## DATASET RECORDS:
***
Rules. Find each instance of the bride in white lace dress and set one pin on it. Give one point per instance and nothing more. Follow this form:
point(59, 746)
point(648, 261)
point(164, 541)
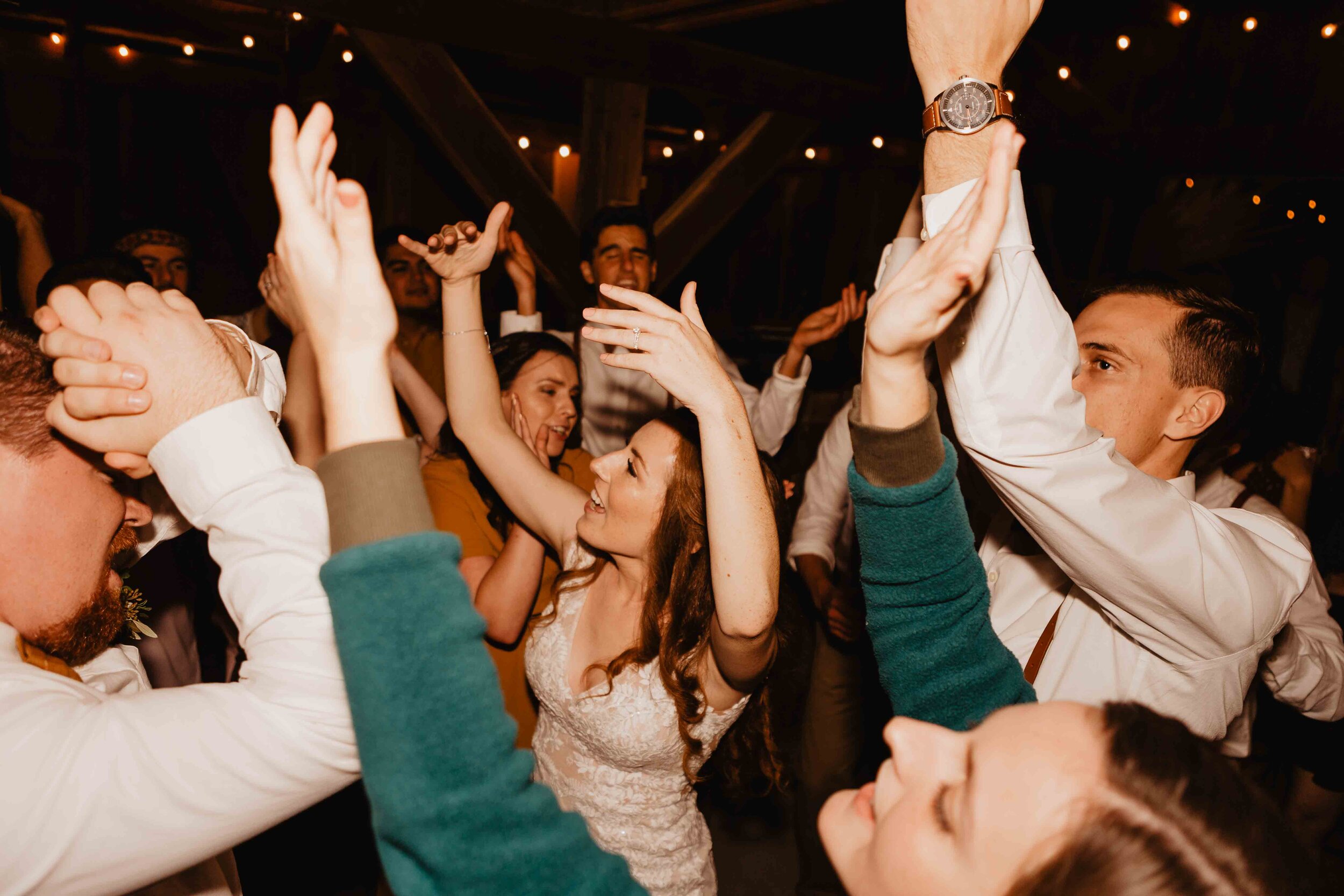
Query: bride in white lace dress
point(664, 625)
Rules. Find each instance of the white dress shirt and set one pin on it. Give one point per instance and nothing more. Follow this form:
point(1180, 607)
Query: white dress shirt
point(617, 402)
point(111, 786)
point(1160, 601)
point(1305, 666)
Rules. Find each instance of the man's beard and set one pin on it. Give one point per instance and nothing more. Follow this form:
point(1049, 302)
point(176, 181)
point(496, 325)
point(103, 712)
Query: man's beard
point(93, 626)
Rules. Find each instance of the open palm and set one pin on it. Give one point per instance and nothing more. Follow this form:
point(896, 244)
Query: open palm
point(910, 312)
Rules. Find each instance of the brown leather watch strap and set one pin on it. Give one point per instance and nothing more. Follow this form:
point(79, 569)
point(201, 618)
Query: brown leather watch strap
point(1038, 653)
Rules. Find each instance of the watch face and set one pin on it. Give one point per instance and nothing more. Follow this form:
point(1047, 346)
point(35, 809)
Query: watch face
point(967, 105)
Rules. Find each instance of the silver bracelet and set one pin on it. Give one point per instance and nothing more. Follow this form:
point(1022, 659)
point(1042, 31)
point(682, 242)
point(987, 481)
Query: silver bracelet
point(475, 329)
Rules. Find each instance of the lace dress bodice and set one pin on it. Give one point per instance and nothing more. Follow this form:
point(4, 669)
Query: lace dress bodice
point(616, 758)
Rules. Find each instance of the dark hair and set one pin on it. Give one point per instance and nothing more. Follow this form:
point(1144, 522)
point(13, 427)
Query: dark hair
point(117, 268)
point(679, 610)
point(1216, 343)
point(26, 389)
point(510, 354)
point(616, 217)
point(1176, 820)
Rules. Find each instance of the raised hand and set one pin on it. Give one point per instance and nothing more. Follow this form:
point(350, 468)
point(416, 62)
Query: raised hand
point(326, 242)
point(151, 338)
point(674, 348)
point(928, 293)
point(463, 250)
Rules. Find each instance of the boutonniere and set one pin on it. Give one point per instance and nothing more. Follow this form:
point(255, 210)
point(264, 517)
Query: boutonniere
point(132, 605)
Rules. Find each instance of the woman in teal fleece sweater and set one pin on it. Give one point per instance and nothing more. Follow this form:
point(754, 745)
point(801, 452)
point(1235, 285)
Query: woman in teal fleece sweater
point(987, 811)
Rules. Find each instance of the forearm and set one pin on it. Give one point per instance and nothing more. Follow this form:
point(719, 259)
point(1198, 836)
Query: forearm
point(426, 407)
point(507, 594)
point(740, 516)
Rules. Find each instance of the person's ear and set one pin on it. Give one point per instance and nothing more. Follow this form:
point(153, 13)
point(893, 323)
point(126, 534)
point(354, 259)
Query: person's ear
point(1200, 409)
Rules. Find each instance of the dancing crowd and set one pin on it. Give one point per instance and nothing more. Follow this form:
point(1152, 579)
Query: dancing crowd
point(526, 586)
***
## EXERCISE DESCRIPTION:
Could you return the whole listing exactly, with every picture removed?

## REPLY TO THE EXERCISE:
Rules. Find each instance of the bride in white lace dress and set one pin on it. Give one point per instance and nothing more. Follow this form:
point(59, 746)
point(648, 261)
point(164, 541)
Query: bride in white lace dress
point(664, 625)
Rules. Find each instance of the white dress shirt and set one pin on it. Give one point per instance and nothing more. Follow this form:
point(1180, 607)
Query: white dress shirt
point(617, 402)
point(111, 786)
point(1160, 601)
point(1305, 666)
Rules. Find each instance of the man's beard and set one pin on it. Give one point per instance and nothing more. Follow this form:
point(1049, 302)
point(176, 181)
point(496, 325)
point(103, 712)
Query: man's beard
point(93, 626)
Rules. Find each instance of the open palm and set one pin on it. Give one point per instance and nothing more. Follow this form:
point(896, 244)
Query: open palm
point(910, 312)
Rules. Find each instance of the brown leather watch strap and set one pin on it. Give one point per instance and nothing more. Follow this form:
point(79, 569)
point(201, 618)
Query: brown leather watch strap
point(1038, 653)
Rules. Find each instance of the watch face and set one pin on it. Give one point per instance and nothing more. Follow this form:
point(1047, 346)
point(35, 809)
Query: watch face
point(967, 105)
Rules. Find each instance of the silver bracelet and set one pin on it. Give one point per instance and nothing more. Follow this form:
point(1022, 659)
point(1042, 31)
point(682, 242)
point(987, 481)
Query: silver bracelet
point(475, 329)
Rules. Find each instance of the lace dress bodice and set one pin on it. Give one point per instance and nothing more. Follow this form:
point(4, 669)
Query: lace dress bodice
point(616, 758)
Rules. Find each instance of the dark hair and set one pin on it. Give one point per instance and nothing more. Follow this form:
point(1144, 522)
point(13, 427)
Query: dark hair
point(117, 268)
point(679, 610)
point(1216, 343)
point(26, 389)
point(510, 354)
point(616, 217)
point(1176, 820)
Rules. Find each instance of the raised hand and set one pin on it. Give one point per instance and nothing more. Follow this form:
point(350, 468)
point(416, 62)
Query: raised hand
point(326, 242)
point(151, 338)
point(674, 348)
point(928, 293)
point(463, 250)
Rules. Find each instance of the boutonniere and set one pin on it. Give one point per instance and nothing more. Follow this form:
point(255, 210)
point(264, 517)
Query: boutonniere
point(132, 605)
Rules. Find each instance of the woman in teal fleece sweater and set one pin on it. Give one point per instance and nothing more. Follow this form:
point(754, 745)
point(801, 452)
point(1235, 285)
Query: woman in teal fleece sweater
point(987, 811)
Rules. Find each instance of the forearm and set one pin on it. Give one point per instance and nothing more. Follow this form:
point(719, 259)
point(1198, 836)
Query: forearm
point(426, 407)
point(507, 594)
point(740, 516)
Rules. Find each instance of the person's ear and set one pin on it. Give one point per instance and nothing more. Follow this form:
point(153, 13)
point(893, 323)
point(126, 534)
point(354, 259)
Query: person's ear
point(1200, 409)
Rules. Find each instance of the dancing crowd and set one pin on it. Give one point per instance and nothing more. Follow this form:
point(1152, 579)
Query: dancing crowd
point(526, 586)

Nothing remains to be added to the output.